-- Text excerpt follows --
Thursday , April 25 2024

Save Lake Urmu The Statement by the Protesters of Azerbaijani Human Rights Activists

The risk of a complete dry-up is looming over Lake Urmu, this precious 6000 Km2 wetland, once ranked as the second largest saline lake in the world and located within Azerbaijan, Northwest of Iran. Official statistics show that some 70% of the lake has dried up since 1995. If this manmade situation is not stopped immediately, it will disappear all together within the next two year, leaving behind 8 billion meter cube of salt. The impacts are alarming, as this newborn vast saline desert is in the process of instigating a new microclimate, the least of which is “saline storms” blowing over the region to undermine the very existence of a population of 14 million Azerbaijanis in its immediate vicinity. But the risk is equally grave within 500 Km radius with uncalculated impacts on the lives of the regional population, flora and fauna of the region, agriculture and the environment.
-- Text excerpt concluded --
The task:
Could you write out the full Lake Urmu statement word for word? The rows have nothing to do with the Lake Urmu statement.
-- Available data follows --
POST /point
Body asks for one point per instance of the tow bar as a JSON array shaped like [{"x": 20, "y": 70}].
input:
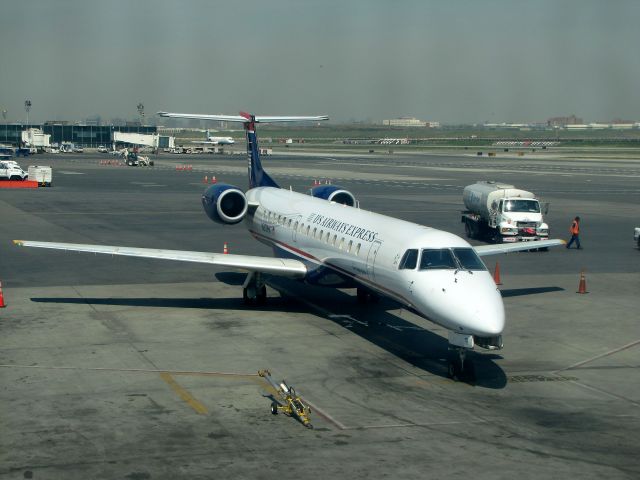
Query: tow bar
[{"x": 289, "y": 402}]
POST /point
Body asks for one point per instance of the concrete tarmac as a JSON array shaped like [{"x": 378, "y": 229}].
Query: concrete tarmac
[{"x": 141, "y": 369}]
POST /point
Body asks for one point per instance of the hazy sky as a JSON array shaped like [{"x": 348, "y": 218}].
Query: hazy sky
[{"x": 449, "y": 61}]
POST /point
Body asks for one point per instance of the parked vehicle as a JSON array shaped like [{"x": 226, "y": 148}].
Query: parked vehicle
[
  {"x": 41, "y": 174},
  {"x": 502, "y": 213},
  {"x": 11, "y": 171}
]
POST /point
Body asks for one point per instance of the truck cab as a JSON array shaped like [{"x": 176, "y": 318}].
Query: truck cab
[
  {"x": 11, "y": 171},
  {"x": 519, "y": 219}
]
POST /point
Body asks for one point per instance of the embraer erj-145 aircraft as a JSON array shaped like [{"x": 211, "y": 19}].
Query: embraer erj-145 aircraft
[{"x": 324, "y": 238}]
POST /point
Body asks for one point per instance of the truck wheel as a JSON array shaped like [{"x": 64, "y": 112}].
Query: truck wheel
[{"x": 467, "y": 230}]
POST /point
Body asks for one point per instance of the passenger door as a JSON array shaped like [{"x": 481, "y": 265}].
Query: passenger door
[{"x": 371, "y": 259}]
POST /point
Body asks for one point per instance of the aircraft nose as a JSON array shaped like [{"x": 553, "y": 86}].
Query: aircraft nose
[
  {"x": 471, "y": 304},
  {"x": 484, "y": 310}
]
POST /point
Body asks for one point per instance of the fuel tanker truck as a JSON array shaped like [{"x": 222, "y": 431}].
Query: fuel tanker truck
[{"x": 502, "y": 213}]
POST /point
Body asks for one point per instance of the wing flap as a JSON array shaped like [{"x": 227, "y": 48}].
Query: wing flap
[
  {"x": 284, "y": 267},
  {"x": 483, "y": 250}
]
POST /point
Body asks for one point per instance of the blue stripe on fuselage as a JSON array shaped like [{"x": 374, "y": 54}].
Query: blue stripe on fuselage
[{"x": 257, "y": 176}]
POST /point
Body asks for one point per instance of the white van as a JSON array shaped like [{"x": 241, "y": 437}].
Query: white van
[{"x": 11, "y": 171}]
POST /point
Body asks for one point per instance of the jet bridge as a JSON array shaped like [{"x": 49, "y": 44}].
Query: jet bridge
[{"x": 136, "y": 139}]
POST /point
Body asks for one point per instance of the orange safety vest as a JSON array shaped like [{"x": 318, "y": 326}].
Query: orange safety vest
[{"x": 575, "y": 228}]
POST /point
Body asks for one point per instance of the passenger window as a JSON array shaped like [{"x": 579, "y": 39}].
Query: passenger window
[{"x": 409, "y": 260}]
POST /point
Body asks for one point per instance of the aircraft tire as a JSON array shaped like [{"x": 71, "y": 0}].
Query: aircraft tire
[
  {"x": 362, "y": 295},
  {"x": 261, "y": 298},
  {"x": 469, "y": 370},
  {"x": 246, "y": 299},
  {"x": 453, "y": 369}
]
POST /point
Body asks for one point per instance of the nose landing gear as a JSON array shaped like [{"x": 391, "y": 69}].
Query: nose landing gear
[{"x": 459, "y": 366}]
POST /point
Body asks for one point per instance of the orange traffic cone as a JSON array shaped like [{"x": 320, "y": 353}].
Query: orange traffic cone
[
  {"x": 582, "y": 286},
  {"x": 496, "y": 275},
  {"x": 2, "y": 304}
]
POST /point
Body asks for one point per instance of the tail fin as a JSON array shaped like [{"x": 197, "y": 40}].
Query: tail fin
[{"x": 257, "y": 176}]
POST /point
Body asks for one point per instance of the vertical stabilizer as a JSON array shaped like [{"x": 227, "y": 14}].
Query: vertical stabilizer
[{"x": 257, "y": 176}]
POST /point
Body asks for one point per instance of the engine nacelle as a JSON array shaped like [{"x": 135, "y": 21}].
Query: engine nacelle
[
  {"x": 224, "y": 203},
  {"x": 334, "y": 193}
]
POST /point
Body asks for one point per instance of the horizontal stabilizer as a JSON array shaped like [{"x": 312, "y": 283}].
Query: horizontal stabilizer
[
  {"x": 499, "y": 248},
  {"x": 285, "y": 267},
  {"x": 241, "y": 119}
]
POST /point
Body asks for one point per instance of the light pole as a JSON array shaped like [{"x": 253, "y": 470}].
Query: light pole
[
  {"x": 27, "y": 107},
  {"x": 141, "y": 113}
]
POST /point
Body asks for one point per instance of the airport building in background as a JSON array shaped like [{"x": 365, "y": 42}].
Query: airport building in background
[
  {"x": 409, "y": 122},
  {"x": 90, "y": 136}
]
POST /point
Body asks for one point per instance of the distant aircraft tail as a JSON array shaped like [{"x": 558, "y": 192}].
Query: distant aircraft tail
[{"x": 257, "y": 176}]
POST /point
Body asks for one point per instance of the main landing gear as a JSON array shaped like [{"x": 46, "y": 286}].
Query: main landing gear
[
  {"x": 254, "y": 290},
  {"x": 459, "y": 366},
  {"x": 364, "y": 296}
]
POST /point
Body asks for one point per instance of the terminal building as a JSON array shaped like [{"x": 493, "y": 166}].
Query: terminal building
[
  {"x": 409, "y": 122},
  {"x": 90, "y": 136}
]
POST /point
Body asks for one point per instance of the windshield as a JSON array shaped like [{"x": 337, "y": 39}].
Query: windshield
[
  {"x": 450, "y": 259},
  {"x": 530, "y": 206},
  {"x": 437, "y": 259},
  {"x": 469, "y": 259}
]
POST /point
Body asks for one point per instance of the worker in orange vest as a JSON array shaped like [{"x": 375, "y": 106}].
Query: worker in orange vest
[{"x": 574, "y": 230}]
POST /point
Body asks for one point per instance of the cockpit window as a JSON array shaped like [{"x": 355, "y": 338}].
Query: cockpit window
[
  {"x": 409, "y": 260},
  {"x": 468, "y": 259},
  {"x": 439, "y": 259}
]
-- Available data concluded --
Response to this task:
Thursday , April 25 2024

Save Lake Urmu The Statement by the Protesters of Azerbaijani Human Rights Activists

The risk of a complete dry-up is looming over Lake Urmu, this precious 6000 Km2 wetland, once ranked as the second largest saline lake in the world and located within Azerbaijan, Northwest of Iran. Official statistics show that some 70% of the lake has dried up since 1995. If this manmade situation is not stopped immediately, it will disappear all together within the next two year, leaving behind 8 billion meter cube of salt. The impacts are alarming, as this newborn vast saline desert is in the process of instigating a new microclimate, the least of which is “saline storms” blowing over the region to undermine the very existence of a population of 14 million Azerbaijanis in its immediate vicinity. But the risk is equally grave within 500 Km radius with uncalculated impacts on the lives of the regional population, flora and fauna of the region, agriculture and the environment.